**TASK TO COMPLETE:** In the data below, find the line containing "In this exercise you will mark the winding"; reproduce that line and all subsequent lines exactly, and nothing else.

---- RECORDS TO PROCESS

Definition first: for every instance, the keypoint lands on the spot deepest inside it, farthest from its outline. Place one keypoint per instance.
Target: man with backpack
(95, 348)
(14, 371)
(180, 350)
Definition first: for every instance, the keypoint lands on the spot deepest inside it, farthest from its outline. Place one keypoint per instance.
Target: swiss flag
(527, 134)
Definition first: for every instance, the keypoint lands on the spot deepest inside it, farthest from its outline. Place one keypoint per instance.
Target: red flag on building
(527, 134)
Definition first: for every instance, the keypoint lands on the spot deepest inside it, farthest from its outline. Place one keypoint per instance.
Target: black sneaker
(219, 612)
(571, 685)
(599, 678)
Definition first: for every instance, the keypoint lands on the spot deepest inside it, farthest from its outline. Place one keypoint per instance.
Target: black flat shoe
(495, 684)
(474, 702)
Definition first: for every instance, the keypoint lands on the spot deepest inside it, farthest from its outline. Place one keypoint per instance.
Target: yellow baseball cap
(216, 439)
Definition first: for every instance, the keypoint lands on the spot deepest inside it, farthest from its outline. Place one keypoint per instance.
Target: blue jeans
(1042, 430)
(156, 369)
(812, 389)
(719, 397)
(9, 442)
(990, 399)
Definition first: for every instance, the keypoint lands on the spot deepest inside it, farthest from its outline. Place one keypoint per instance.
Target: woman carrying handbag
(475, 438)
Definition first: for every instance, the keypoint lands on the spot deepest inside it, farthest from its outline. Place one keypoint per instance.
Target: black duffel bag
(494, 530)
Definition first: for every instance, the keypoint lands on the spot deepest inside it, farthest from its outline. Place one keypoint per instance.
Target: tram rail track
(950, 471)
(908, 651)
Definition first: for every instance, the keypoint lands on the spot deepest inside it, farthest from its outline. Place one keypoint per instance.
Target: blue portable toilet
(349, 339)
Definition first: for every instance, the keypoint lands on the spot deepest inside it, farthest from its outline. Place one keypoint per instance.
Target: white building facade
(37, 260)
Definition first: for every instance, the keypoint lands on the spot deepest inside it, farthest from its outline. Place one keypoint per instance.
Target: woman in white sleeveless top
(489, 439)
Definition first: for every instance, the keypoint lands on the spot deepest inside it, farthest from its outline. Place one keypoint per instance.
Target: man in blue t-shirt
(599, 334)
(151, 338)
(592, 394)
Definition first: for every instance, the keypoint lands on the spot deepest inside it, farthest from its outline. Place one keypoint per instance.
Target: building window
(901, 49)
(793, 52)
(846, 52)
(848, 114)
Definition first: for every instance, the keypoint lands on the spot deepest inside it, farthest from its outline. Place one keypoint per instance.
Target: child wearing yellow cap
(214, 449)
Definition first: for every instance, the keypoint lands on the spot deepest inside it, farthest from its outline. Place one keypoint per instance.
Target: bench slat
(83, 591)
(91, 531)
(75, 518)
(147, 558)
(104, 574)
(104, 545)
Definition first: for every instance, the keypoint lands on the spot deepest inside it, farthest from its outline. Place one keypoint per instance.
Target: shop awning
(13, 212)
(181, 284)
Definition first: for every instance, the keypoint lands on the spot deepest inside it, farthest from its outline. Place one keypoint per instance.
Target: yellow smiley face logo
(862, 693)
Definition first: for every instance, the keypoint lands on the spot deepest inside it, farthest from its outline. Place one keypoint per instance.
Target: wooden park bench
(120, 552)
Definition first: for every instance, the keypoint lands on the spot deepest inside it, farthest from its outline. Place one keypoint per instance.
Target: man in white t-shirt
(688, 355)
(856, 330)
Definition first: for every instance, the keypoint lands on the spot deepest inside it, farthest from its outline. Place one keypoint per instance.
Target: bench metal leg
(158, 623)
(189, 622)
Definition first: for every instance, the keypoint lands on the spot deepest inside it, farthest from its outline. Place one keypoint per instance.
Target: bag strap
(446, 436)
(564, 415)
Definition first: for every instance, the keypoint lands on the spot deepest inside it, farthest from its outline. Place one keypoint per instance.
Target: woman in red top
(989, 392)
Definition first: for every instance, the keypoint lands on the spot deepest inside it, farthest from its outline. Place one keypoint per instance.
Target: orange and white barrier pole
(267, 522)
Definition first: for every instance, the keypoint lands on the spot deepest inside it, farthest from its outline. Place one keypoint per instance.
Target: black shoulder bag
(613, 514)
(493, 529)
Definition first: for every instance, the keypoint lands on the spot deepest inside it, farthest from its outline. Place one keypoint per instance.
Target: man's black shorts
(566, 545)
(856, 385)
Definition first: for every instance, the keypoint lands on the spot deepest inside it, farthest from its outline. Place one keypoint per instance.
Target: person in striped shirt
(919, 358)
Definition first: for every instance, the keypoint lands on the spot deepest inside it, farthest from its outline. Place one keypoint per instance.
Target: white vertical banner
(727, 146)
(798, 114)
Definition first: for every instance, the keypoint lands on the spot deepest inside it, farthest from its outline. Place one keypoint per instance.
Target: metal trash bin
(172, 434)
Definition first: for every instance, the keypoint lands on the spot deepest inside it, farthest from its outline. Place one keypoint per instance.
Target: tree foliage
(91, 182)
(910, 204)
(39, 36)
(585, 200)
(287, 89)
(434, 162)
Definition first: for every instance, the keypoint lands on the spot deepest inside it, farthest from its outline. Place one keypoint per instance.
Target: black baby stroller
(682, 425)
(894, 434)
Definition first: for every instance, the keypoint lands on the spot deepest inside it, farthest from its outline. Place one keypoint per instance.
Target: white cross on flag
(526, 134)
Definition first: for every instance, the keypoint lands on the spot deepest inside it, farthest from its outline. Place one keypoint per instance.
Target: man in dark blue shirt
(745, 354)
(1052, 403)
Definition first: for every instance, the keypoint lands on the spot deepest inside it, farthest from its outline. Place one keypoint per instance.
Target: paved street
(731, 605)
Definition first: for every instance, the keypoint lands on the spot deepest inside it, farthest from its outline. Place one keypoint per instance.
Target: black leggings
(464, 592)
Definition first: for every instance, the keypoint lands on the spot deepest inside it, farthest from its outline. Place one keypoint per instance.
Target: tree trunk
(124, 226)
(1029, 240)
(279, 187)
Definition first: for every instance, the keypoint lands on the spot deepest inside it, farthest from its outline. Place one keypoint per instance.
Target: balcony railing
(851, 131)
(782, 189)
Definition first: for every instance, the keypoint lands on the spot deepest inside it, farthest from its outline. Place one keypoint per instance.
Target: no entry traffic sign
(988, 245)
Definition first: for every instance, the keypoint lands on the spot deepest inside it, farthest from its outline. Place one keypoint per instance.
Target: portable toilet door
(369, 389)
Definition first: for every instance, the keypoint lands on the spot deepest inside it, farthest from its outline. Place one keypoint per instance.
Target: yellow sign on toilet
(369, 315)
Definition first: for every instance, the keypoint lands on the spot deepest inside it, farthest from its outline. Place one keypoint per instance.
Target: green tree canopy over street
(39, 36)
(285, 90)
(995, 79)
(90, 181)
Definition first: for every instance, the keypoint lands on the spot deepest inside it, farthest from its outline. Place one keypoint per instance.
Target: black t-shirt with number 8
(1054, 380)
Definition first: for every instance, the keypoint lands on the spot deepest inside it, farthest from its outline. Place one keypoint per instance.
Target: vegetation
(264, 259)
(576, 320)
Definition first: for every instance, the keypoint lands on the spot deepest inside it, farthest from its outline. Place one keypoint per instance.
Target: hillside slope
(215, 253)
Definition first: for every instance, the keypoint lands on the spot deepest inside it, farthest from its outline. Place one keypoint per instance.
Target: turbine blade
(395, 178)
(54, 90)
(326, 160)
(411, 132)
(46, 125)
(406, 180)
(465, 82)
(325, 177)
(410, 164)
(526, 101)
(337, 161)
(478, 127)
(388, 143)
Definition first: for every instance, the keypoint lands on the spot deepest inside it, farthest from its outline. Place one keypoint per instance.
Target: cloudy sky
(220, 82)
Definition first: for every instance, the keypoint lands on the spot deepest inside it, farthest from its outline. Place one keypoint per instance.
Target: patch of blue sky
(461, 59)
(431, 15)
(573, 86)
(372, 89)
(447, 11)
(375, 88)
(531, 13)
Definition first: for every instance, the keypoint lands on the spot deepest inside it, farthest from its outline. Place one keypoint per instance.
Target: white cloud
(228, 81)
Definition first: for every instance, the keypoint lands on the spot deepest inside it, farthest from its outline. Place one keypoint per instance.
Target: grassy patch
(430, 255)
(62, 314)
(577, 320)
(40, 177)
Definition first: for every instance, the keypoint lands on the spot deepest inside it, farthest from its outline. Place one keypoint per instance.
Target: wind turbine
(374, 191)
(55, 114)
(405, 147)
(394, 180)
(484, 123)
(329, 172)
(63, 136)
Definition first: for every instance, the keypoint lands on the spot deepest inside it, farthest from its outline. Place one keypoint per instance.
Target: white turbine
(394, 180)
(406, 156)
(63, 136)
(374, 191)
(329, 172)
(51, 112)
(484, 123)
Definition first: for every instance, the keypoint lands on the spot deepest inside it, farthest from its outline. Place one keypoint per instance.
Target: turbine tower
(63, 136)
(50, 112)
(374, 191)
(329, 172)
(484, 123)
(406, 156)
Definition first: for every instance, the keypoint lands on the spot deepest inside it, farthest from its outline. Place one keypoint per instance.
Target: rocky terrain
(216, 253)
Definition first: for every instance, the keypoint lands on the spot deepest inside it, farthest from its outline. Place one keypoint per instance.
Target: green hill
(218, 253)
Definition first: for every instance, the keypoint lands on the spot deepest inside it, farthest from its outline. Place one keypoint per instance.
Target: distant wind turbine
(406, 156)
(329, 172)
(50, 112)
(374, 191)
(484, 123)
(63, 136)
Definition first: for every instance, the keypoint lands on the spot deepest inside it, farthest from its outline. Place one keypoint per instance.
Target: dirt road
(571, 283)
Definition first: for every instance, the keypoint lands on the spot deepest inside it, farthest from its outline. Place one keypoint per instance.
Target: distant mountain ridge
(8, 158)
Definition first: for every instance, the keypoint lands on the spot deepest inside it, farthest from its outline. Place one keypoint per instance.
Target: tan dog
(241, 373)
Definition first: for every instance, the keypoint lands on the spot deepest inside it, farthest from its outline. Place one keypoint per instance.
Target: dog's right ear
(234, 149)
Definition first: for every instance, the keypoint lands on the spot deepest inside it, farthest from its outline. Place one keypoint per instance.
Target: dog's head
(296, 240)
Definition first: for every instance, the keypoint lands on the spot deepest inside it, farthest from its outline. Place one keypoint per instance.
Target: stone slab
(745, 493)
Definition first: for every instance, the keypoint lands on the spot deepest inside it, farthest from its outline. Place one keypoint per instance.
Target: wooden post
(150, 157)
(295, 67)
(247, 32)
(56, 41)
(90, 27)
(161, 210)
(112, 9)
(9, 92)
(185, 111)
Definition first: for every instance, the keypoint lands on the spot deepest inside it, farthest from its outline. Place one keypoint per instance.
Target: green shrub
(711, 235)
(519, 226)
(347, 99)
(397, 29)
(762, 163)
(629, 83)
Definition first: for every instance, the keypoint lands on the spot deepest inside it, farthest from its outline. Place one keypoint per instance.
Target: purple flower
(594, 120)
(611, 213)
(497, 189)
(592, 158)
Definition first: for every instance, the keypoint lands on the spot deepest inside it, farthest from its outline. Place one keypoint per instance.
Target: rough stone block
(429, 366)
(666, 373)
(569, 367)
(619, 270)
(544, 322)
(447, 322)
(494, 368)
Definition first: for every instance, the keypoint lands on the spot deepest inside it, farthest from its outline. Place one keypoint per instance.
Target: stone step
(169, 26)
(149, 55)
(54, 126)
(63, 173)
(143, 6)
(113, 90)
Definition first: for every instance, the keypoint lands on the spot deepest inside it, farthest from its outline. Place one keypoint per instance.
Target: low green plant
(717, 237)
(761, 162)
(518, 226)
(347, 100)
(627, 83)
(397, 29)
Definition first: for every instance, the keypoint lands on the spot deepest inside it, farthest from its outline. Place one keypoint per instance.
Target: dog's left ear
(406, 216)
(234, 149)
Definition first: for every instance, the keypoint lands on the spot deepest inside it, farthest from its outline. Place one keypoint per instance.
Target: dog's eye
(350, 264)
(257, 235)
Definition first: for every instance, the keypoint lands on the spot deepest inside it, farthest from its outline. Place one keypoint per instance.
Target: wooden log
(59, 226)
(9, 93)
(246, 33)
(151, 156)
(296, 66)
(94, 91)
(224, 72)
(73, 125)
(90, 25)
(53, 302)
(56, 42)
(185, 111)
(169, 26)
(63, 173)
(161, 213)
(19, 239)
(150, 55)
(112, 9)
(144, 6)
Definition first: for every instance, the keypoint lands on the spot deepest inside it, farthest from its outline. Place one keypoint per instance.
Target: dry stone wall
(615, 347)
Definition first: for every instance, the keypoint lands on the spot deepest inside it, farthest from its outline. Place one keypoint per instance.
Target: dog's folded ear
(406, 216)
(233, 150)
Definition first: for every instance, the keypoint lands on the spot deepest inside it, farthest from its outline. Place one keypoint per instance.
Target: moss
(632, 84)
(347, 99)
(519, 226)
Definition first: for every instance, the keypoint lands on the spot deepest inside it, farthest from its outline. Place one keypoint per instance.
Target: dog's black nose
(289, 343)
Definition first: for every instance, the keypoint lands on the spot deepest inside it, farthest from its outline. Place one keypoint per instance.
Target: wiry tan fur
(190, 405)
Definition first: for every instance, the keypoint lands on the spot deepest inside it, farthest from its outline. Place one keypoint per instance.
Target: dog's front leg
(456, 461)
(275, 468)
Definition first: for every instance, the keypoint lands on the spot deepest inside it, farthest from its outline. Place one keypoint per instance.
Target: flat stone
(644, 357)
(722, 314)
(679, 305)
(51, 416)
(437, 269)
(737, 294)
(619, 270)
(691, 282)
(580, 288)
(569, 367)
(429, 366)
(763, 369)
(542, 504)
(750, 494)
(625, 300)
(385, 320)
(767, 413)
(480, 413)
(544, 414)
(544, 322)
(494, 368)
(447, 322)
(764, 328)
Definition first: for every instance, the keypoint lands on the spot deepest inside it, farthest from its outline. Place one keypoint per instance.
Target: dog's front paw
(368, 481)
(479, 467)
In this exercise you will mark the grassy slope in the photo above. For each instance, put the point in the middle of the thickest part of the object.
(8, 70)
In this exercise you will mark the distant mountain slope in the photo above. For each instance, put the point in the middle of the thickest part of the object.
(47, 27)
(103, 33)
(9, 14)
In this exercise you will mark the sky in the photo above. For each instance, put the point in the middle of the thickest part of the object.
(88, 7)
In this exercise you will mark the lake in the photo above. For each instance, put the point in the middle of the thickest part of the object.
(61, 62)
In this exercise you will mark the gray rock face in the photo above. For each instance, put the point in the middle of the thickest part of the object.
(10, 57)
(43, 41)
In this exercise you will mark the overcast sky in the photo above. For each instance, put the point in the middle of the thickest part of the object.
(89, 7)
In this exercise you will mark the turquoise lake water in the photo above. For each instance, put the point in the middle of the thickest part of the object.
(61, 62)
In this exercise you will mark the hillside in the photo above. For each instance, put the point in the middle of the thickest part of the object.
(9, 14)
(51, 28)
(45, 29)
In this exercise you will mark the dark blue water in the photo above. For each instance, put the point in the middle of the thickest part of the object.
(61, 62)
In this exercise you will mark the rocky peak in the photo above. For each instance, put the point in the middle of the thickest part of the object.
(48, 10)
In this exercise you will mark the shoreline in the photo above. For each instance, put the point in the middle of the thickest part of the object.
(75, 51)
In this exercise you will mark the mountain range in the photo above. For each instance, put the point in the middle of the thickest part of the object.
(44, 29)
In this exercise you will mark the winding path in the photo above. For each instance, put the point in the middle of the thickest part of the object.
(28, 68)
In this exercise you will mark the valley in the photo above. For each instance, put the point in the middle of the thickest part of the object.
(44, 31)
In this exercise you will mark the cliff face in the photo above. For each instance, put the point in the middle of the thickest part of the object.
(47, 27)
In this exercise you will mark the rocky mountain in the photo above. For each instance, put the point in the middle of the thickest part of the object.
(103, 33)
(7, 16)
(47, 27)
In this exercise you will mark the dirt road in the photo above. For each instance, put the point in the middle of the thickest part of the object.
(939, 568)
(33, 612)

--------

**OUTPUT:**
In this exercise you will mark the winding path in the photo above. For each instance, put the point in the middle of the thickest part of the object.
(28, 68)
In this exercise you will mark the valley in the photo above. For each instance, put the point in the middle of the thickest part of the object.
(44, 31)
In this exercise you will mark the cliff face in the photo above. For each instance, put the point in the middle of the thickest part of the object.
(47, 27)
In this exercise you will mark the rocky mountain in the photo above. For each instance, put the point in the middle of the thickest part of the object.
(103, 33)
(7, 16)
(47, 27)
In this exercise you will mark the dirt road in the photo above. For each instance, put the point in the middle of the thickest part of the object.
(939, 568)
(33, 612)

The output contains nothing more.